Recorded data
■ ■ ■ ■ ■

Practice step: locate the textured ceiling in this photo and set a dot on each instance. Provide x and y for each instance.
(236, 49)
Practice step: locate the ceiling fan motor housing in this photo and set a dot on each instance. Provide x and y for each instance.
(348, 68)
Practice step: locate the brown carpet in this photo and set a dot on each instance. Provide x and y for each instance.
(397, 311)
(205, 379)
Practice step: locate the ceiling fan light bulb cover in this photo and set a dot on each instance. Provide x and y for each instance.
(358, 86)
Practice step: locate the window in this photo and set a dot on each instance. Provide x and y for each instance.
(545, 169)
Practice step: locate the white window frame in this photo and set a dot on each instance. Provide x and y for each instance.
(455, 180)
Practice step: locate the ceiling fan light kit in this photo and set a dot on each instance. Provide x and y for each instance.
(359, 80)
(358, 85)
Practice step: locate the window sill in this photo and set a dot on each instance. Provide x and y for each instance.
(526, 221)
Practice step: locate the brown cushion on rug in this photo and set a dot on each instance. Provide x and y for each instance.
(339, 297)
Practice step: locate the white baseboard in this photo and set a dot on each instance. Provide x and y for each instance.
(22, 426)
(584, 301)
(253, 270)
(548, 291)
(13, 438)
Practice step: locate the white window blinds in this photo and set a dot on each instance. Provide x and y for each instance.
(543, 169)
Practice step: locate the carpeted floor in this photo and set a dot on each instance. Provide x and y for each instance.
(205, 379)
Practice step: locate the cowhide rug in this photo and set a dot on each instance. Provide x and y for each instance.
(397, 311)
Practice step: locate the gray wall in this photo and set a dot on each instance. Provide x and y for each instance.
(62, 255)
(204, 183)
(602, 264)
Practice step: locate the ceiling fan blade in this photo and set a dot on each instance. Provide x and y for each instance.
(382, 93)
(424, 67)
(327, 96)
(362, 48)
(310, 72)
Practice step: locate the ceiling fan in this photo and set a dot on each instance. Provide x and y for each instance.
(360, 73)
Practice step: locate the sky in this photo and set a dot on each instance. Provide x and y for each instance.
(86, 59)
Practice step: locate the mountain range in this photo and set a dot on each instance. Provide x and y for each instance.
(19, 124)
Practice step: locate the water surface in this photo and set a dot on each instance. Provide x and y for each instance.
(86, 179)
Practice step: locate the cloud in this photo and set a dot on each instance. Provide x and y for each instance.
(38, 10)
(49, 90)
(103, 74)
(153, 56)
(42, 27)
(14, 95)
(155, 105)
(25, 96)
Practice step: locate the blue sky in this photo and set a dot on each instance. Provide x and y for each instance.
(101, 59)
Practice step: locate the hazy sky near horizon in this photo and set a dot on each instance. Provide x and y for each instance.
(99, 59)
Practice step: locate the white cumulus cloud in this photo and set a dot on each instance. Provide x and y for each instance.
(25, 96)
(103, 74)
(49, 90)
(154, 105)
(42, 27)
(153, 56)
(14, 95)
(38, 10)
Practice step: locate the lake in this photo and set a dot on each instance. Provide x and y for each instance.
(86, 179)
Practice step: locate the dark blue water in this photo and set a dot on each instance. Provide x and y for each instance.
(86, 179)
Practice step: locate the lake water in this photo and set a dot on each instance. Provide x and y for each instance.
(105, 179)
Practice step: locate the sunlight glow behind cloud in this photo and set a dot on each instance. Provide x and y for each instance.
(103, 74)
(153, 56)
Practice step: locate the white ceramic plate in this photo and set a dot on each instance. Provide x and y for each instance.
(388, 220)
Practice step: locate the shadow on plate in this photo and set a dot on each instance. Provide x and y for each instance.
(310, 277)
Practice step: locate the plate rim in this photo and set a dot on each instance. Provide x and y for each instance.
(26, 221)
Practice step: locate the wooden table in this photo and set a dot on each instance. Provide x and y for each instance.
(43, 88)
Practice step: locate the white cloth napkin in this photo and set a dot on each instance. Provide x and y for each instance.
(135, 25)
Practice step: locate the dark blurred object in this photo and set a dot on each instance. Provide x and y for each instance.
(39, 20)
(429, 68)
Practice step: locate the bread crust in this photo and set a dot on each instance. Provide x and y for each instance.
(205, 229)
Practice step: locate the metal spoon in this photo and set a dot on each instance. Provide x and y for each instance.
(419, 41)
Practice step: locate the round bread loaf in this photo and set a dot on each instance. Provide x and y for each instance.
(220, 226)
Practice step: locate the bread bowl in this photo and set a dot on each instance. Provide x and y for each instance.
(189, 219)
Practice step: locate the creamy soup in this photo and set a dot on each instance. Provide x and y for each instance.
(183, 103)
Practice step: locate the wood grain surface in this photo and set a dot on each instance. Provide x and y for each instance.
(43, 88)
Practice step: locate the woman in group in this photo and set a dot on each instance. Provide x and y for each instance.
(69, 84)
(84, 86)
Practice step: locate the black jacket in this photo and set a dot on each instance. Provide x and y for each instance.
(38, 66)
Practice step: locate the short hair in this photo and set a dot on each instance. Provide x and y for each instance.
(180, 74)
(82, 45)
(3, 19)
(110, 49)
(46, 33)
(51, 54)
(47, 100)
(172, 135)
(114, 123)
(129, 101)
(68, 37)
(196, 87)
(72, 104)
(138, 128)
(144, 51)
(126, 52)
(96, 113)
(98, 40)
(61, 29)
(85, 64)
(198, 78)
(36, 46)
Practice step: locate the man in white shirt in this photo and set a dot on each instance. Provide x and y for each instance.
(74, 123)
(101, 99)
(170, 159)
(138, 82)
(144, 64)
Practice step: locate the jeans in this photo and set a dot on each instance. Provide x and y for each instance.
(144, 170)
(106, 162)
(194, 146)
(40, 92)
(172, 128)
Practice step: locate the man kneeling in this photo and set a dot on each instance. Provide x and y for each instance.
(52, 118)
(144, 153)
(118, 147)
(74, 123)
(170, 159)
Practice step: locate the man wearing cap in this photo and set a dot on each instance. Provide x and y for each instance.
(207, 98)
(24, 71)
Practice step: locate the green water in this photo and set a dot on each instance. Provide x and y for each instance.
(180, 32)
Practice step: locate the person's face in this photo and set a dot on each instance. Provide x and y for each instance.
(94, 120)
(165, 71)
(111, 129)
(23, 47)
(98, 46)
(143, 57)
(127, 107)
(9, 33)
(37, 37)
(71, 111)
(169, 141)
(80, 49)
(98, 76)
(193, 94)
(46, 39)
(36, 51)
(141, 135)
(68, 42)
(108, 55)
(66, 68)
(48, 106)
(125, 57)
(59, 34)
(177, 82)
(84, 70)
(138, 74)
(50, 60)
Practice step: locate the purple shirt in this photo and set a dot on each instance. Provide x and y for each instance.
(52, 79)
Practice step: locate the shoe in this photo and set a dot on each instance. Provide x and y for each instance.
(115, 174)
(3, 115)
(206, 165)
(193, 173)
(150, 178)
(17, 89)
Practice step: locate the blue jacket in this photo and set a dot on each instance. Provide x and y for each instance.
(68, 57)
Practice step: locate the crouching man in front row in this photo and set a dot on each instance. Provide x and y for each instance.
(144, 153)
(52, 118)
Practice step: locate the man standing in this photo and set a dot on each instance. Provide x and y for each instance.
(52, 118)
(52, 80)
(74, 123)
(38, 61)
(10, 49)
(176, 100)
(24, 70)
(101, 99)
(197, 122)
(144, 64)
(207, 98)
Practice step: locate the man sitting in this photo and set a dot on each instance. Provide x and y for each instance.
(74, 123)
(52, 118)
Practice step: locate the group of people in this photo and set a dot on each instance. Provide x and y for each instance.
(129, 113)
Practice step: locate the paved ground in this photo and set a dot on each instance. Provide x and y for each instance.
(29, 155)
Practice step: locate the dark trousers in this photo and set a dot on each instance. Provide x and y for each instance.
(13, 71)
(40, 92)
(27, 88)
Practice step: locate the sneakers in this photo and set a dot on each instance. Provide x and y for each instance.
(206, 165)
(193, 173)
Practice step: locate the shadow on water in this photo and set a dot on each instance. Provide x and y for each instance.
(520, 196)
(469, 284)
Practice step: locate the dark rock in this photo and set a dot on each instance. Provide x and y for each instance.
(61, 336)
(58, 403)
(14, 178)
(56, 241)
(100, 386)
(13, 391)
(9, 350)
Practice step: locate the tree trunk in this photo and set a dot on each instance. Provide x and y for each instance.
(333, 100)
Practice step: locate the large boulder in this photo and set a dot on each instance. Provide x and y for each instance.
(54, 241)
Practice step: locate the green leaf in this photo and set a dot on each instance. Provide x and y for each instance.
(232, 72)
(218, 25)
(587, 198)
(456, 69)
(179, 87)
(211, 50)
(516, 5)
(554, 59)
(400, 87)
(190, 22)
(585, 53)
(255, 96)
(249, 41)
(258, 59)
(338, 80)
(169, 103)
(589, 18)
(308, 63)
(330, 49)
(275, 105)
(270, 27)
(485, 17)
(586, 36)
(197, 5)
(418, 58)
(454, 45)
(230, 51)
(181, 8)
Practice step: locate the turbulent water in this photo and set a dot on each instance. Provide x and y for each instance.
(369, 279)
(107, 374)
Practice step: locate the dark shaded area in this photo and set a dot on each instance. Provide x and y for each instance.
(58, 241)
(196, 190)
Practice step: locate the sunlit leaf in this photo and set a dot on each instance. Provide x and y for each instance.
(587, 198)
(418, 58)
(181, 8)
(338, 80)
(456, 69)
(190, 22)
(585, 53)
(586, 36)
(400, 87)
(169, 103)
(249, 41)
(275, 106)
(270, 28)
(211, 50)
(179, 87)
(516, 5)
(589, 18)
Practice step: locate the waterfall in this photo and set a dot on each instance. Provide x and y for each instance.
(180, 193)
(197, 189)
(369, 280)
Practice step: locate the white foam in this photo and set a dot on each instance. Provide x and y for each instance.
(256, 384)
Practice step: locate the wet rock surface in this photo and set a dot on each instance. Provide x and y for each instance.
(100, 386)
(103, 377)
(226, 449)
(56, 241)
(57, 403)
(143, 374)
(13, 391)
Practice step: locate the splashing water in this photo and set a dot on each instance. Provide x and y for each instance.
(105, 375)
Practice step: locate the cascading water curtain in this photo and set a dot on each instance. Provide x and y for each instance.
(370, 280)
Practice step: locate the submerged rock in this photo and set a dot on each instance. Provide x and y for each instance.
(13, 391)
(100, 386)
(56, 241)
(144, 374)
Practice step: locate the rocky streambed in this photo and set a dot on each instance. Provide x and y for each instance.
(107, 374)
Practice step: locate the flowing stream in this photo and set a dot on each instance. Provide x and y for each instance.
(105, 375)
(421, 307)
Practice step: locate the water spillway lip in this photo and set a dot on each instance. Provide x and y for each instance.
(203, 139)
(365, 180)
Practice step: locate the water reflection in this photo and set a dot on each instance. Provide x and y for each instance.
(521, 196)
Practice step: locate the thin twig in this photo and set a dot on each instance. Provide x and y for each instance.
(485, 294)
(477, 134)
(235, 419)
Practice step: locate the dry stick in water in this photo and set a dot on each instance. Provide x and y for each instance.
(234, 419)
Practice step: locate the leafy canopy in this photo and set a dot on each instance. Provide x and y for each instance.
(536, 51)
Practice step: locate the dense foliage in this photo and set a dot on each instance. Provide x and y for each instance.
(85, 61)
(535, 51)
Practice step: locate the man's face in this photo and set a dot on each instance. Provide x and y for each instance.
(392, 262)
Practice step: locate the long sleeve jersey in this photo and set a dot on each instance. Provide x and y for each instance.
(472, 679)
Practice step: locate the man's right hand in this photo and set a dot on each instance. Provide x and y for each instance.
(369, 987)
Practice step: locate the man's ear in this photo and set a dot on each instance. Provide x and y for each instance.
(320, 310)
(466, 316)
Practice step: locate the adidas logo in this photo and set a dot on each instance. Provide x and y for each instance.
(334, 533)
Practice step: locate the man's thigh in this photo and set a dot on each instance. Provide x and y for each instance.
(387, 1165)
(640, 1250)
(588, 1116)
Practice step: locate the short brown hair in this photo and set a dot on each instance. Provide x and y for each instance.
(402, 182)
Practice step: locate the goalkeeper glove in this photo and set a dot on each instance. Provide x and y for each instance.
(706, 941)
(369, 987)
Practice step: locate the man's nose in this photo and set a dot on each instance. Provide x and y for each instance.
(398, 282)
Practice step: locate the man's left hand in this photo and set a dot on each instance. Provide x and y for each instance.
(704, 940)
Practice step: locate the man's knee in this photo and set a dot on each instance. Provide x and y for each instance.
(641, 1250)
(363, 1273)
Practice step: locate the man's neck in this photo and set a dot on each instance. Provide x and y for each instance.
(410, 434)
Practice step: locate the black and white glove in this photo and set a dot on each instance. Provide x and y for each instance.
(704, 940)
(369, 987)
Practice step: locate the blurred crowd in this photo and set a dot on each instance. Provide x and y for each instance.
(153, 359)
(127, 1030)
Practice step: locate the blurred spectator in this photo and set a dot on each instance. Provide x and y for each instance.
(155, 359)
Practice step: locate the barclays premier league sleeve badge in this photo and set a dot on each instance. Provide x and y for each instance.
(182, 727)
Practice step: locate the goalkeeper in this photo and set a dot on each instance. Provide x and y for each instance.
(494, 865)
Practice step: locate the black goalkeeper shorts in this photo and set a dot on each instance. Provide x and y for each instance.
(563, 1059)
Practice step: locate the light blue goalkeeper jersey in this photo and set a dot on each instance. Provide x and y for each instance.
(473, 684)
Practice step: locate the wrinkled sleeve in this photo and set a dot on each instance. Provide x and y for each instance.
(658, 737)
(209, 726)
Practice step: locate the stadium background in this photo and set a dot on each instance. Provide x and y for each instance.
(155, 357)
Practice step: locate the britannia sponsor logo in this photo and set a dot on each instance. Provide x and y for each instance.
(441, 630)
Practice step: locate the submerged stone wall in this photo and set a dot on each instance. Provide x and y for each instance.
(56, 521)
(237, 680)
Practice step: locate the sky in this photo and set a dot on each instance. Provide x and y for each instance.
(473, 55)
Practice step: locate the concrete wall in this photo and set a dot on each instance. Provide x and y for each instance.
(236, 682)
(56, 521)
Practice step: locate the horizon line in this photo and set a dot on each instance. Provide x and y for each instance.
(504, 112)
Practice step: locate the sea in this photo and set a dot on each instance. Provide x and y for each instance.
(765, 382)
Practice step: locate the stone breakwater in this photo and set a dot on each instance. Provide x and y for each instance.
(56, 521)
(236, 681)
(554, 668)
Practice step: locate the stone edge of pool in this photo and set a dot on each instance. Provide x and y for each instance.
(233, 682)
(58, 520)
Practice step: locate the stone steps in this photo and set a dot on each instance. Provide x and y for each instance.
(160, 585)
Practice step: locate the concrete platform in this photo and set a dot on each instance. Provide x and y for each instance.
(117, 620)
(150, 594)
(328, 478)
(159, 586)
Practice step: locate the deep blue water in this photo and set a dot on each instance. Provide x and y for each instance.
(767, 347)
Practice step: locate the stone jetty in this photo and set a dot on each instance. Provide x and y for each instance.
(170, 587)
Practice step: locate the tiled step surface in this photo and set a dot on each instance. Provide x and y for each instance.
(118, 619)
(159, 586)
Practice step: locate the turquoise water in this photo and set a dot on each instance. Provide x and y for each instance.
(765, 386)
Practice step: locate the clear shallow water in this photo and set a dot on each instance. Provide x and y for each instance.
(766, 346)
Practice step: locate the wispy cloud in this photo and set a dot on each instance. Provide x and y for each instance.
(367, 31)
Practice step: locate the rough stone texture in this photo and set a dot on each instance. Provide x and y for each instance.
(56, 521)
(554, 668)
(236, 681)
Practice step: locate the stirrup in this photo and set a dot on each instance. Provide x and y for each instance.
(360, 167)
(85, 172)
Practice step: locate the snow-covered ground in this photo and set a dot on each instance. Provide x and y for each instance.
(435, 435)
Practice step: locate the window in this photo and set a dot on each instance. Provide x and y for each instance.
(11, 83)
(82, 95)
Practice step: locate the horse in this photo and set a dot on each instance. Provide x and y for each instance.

■ ■ ■ ■ ■

__Written instruction__.
Repeat the lines from the one containing "Practice step: locate the clear" through the end of the listing, exactly and without any other lines; both ends are included.

__Problem solution__.
Practice step: locate the clear shallow water in this photo and set a dot on each instance. Provide x and y for each instance.
(766, 346)
Practice step: locate the wispy cloud in this photo and set a dot on each instance. Provide x and y for each instance.
(367, 31)
Practice step: locate the rough stone texture in this photo and set a dot on each instance. Provide x and y for each instance.
(56, 521)
(554, 668)
(236, 681)
Practice step: locate the stirrup in this photo and set a dot on each instance. Provide x and y for each instance.
(360, 167)
(85, 172)
Practice step: locate the snow-covered ground in this photo and set a dot on each instance. Provide x and y for each instance.
(435, 435)
Practice step: locate the window in this photo and set a dot on each instance. Provide x and y for each instance.
(11, 83)
(82, 95)
Practice step: locate the horse in this photo and set a dot on each instance. Provide x and y for each instance.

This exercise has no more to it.